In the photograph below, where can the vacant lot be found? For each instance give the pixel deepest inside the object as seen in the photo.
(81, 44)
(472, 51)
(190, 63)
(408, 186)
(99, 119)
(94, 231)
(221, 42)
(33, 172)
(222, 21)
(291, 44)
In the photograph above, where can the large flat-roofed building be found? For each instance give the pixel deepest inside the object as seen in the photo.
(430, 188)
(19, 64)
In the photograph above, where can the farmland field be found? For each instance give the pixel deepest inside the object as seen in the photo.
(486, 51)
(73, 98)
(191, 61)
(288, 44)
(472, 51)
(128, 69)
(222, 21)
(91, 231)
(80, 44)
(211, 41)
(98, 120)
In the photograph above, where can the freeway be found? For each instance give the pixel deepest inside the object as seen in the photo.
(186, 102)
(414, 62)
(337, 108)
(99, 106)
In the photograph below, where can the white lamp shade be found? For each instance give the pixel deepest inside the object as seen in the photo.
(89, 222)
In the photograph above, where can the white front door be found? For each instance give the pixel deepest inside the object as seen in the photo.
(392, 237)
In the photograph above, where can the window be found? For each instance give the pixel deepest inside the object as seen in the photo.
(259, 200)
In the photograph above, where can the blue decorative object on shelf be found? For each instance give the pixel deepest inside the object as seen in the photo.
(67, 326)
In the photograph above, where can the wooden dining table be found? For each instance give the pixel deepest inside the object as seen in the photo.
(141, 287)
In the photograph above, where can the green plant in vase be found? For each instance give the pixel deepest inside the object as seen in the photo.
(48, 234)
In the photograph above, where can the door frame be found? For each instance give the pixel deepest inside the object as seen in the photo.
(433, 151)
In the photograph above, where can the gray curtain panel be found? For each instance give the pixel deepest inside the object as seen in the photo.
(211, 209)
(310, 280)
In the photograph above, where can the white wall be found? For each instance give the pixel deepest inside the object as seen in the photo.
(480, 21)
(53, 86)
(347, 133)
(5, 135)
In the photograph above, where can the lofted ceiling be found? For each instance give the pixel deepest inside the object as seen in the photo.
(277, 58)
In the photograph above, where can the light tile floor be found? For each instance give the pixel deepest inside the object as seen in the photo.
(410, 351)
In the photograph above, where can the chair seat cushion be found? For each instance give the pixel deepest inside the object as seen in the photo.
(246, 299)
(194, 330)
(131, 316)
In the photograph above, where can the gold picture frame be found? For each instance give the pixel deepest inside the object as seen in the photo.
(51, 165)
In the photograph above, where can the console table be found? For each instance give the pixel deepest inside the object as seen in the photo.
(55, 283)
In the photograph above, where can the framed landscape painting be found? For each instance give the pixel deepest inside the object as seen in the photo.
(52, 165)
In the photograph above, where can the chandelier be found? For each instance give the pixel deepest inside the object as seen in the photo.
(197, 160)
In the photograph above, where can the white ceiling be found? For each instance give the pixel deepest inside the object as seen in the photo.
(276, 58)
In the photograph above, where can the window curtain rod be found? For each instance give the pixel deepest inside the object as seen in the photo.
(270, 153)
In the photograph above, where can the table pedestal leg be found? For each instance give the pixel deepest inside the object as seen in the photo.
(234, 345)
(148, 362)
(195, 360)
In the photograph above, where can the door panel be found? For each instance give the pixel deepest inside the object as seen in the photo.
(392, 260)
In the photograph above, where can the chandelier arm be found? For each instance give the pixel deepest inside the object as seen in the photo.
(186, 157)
- - -
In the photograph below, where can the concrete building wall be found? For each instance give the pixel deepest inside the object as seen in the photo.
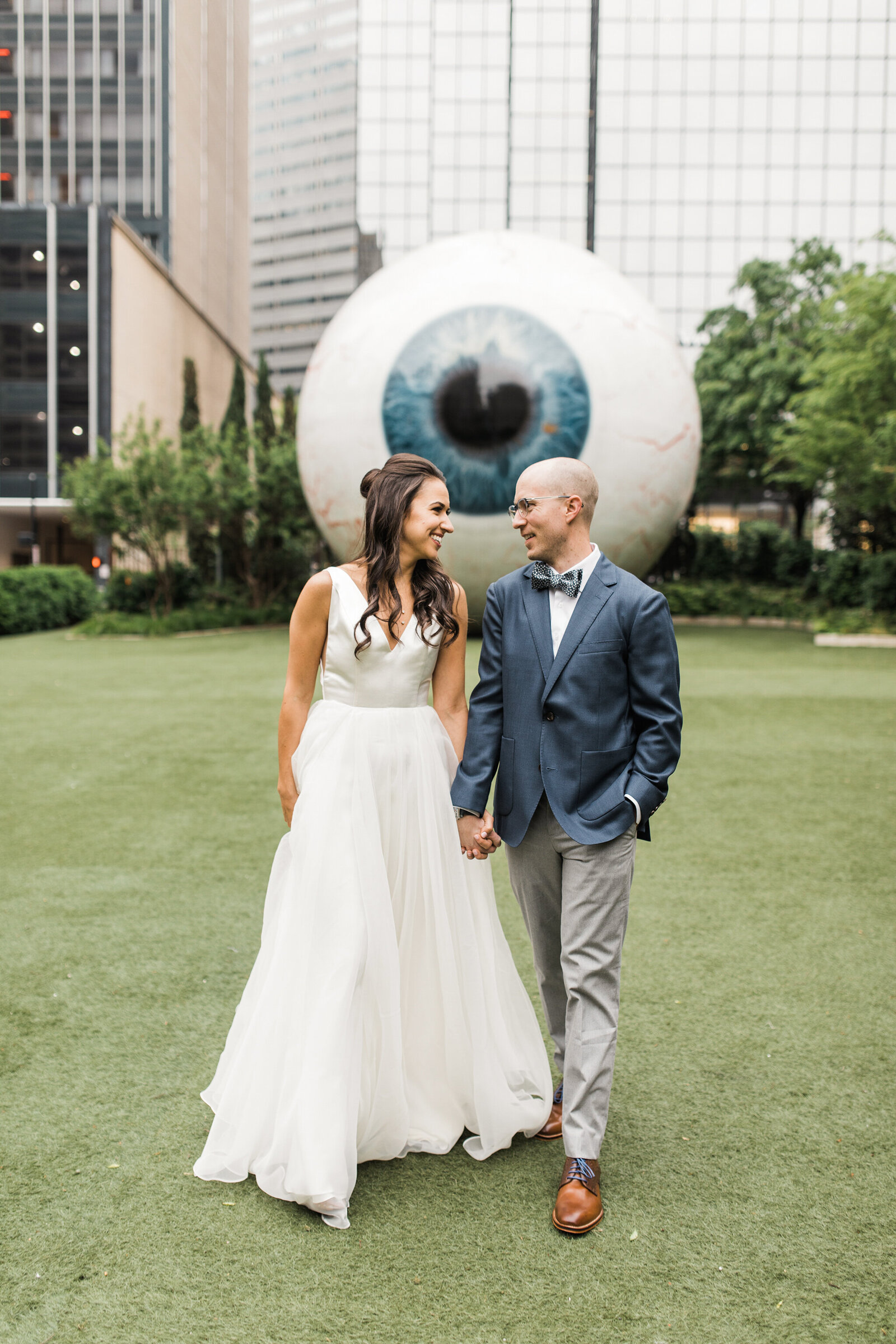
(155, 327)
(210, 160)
- - -
Collect every line of the records that contains the word "window", matching case exactly.

- **Exercise output**
In the photograph above, where can the window be found? For each instance give the pixel deepest inside the object as seen in the photo.
In the photograph above, where can the window curtain rod be found? For each instance give the pixel deepest inside the object as seen in the photo.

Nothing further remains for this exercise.